◆ **STATED GOAL**:
Repeat word for word the lines from the one with "Could you please pick out the gray hair" through the one with "(1092, 449)", including both of those lines.

======== GIVEN ENTRIES ========

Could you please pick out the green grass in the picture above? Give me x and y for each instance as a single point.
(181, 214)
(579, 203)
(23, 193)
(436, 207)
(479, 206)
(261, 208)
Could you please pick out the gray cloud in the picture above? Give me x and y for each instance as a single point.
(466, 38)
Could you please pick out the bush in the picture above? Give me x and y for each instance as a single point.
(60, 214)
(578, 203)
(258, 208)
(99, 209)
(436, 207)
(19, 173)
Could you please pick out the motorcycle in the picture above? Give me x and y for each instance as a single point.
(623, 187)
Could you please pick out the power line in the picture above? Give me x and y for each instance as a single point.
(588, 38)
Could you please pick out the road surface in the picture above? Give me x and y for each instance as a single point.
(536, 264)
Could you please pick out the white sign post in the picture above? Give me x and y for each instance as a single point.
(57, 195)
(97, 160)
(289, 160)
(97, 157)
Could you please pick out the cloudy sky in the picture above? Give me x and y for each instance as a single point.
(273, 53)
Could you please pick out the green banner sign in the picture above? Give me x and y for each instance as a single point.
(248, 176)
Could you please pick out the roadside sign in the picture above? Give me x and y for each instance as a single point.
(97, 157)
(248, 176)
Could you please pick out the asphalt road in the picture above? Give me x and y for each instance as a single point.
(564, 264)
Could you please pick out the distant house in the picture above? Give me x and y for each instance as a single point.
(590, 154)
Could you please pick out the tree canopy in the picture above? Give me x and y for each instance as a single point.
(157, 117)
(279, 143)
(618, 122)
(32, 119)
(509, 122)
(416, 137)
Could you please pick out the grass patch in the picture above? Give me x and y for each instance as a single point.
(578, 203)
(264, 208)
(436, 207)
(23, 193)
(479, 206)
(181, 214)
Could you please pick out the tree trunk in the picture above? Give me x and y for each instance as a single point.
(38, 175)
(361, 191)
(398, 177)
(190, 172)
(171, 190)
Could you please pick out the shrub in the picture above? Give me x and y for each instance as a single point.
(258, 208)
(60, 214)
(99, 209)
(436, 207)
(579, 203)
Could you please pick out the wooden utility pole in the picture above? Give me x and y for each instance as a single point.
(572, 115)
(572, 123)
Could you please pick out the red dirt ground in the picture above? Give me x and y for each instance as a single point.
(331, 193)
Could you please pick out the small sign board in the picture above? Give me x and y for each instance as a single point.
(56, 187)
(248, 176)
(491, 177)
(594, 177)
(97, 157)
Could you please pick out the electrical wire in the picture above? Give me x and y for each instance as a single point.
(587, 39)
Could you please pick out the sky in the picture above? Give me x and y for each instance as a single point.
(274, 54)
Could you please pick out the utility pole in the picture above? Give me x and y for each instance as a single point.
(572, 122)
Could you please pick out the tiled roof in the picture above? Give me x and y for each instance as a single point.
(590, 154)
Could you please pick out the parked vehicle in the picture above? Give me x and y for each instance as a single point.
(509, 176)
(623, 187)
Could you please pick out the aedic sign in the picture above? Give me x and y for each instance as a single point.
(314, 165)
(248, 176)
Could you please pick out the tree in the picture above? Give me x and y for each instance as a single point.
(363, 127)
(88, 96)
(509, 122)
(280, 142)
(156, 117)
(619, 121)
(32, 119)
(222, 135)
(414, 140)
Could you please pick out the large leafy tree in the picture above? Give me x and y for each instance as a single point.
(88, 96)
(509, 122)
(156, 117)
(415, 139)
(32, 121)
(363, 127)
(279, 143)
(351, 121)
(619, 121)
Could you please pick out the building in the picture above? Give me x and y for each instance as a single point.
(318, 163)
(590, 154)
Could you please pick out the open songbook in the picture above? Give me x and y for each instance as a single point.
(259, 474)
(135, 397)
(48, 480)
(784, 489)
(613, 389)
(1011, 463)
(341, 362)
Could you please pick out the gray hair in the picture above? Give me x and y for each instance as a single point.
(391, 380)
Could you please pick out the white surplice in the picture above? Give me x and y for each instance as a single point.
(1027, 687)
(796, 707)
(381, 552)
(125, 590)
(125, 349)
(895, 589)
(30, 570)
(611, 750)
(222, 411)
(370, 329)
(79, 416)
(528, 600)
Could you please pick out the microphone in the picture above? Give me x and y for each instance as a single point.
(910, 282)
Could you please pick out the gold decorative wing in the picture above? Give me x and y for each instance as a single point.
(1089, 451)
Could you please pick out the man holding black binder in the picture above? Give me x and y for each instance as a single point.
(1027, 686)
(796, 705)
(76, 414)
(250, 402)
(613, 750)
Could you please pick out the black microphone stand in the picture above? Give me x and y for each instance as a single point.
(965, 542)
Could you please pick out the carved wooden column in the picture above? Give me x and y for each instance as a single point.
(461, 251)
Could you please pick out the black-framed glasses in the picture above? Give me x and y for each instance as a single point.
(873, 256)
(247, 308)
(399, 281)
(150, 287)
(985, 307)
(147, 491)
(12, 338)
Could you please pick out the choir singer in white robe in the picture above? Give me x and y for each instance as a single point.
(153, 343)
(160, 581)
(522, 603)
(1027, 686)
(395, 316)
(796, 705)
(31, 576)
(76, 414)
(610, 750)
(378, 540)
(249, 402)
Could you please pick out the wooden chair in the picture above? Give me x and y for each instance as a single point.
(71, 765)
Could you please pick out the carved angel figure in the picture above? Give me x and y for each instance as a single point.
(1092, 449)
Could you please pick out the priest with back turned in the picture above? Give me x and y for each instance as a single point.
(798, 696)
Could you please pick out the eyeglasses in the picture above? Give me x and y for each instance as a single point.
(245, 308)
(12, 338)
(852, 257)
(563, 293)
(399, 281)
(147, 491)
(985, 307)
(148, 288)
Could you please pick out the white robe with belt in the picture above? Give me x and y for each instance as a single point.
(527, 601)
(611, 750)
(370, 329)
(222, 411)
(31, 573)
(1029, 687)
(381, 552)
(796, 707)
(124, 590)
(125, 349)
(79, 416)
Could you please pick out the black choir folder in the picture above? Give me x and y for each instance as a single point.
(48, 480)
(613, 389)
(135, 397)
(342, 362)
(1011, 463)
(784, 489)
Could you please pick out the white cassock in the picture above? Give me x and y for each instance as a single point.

========

◆ **SOLVED PROBLEM**:
Could you please pick out the gray hair in the picture above? Give me x and y for each instance as a single point.
(391, 380)
Could you please pick out the white surplice in the picture above? Give me x and y for each instance as a single point.
(1027, 687)
(796, 707)
(381, 552)
(125, 590)
(125, 349)
(895, 589)
(30, 570)
(611, 750)
(222, 411)
(370, 329)
(79, 416)
(528, 600)
Could you please pick out the microphone in the picture above? Give me x and y for each instance as a single point.
(910, 282)
Could you please pick out the gold decorative wing in the picture above? Give me x and y for each instance as a single point.
(1089, 451)
Could you please pick out the man holding black binder in the picture above? Give me x and y for each instance as a single point.
(1027, 686)
(796, 705)
(76, 414)
(250, 402)
(613, 750)
Could you please pick out the black microphone stand in the picture above? Give me x and y for each instance as a single point.
(965, 542)
Could you please pick out the carved wooden column in the picture above? Give me x and y for each instance as a single point.
(461, 251)
Could you please pick out the black-framed glasses in the picture above? Give me x and y for each instance as a single point.
(873, 256)
(247, 308)
(399, 281)
(150, 287)
(985, 307)
(147, 491)
(12, 338)
Could you please pick out the choir singer in white robe in the picture above? Give me x and y for each instance as a single point.
(153, 343)
(160, 581)
(522, 603)
(1027, 686)
(395, 316)
(796, 705)
(31, 576)
(76, 414)
(610, 750)
(378, 540)
(249, 402)
Could you please pick out the wooden chair in the picture above? Give me x and y for each instance as a single point.
(71, 765)
Could you please pick out the carved angel figure in the picture above? Give me x and y for each instance as a single point.
(1092, 449)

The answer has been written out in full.